• **DATA TO USE**
****************

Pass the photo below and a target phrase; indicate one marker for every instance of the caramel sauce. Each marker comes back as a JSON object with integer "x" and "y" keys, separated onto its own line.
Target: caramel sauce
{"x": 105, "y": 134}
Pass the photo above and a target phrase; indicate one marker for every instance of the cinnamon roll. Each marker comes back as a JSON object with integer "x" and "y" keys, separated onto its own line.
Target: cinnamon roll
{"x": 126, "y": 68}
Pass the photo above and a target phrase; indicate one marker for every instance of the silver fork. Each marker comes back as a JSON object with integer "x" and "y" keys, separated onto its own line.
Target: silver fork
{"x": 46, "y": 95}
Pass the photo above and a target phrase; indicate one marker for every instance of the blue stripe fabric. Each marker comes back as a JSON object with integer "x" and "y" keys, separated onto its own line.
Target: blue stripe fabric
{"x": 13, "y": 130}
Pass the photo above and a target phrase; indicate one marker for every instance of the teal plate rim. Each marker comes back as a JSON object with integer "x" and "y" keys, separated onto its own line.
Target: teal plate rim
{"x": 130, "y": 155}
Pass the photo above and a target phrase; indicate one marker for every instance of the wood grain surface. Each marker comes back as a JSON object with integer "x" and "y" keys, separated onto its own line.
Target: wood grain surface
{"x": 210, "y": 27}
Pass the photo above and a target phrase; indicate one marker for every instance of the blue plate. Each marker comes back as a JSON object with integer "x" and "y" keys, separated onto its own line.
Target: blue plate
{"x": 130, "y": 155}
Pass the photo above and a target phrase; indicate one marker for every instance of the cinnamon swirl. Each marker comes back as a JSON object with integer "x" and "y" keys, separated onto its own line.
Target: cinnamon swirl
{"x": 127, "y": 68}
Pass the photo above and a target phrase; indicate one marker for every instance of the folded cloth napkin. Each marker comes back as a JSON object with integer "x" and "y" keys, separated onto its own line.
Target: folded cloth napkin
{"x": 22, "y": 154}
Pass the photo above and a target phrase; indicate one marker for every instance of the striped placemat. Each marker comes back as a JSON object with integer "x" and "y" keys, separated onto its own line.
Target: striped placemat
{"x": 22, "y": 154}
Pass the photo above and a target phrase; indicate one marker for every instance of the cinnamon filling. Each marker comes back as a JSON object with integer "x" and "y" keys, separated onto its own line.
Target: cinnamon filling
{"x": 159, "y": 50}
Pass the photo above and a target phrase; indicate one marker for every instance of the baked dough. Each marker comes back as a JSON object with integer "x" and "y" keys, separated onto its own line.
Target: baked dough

****************

• **STATED TASK**
Reproduce all of the rows above line for line, without changing a single character.

• **RESPONSE**
Pass the photo below and a target phrase; indicate one marker for every instance of the caramel sauce. Each marker comes back as a JSON object with integer "x" and "y" keys, separated onto its own line.
Target: caramel sauce
{"x": 105, "y": 134}
Pass the photo above and a target phrase; indicate one marker for every instance of the cinnamon roll. Each marker comes back as a JSON object with integer "x" and "y" keys, separated onto its own line.
Target: cinnamon roll
{"x": 126, "y": 68}
Pass the photo above and a target phrase; indicate one marker for every instance of the silver fork. Each marker comes back as a JSON object with integer "x" and "y" keys, separated onto its own line.
Target: silver fork
{"x": 46, "y": 95}
Pass the photo above and a target phrase; indicate one marker for every instance of the blue stripe fabric. Each marker comes back as a JSON object with integer "x" and "y" keys, separated onto its own line.
Target: blue stripe fabric
{"x": 13, "y": 130}
Pass the photo above and a target phrase; indicate one marker for every instance of the teal plate rim. Each marker comes back as a JSON object with integer "x" and "y" keys, separated onto its own line.
Target: teal plate rim
{"x": 130, "y": 155}
Pass the photo above and a target phrase; indicate one marker for every instance of the wood grain surface. Each marker comes back as a JSON object with integer "x" and "y" keys, separated onto its own line.
Target: wood grain surface
{"x": 210, "y": 27}
Pass the photo above and a target phrase; indicate one marker for every instance of the blue plate. Each marker comes back as a JSON object with integer "x" and "y" keys, separated onto its own line.
Target: blue plate
{"x": 130, "y": 155}
Pass the photo above and a target phrase; indicate one marker for every instance of the cinnamon swirl. Each marker comes back as a JSON object with integer "x" and "y" keys, separated onto its own line.
Target: cinnamon swirl
{"x": 127, "y": 68}
Pass the photo above and a target phrase; indicate one marker for every instance of the folded cloth napkin. Each marker comes back as a JSON object with integer "x" and "y" keys, separated onto its own line.
Target: folded cloth napkin
{"x": 22, "y": 154}
Pass the photo above and a target phrase; indicate one marker for every instance of the striped placemat. Each marker comes back as a JSON object with integer "x" and "y" keys, separated onto its own line.
Target: striped placemat
{"x": 22, "y": 154}
Pass the photo above and a target phrase; indicate one marker for every instance of the cinnamon filling. Each marker comes back as a JSON object with integer "x" and "y" keys, separated onto its own line.
Target: cinnamon filling
{"x": 159, "y": 50}
Pass the photo above and a target phrase; indicate one marker for every instance of the baked dough. Each marker comes back as a JSON object with integer "x" and "y" keys, separated onto its own line.
Target: baked dough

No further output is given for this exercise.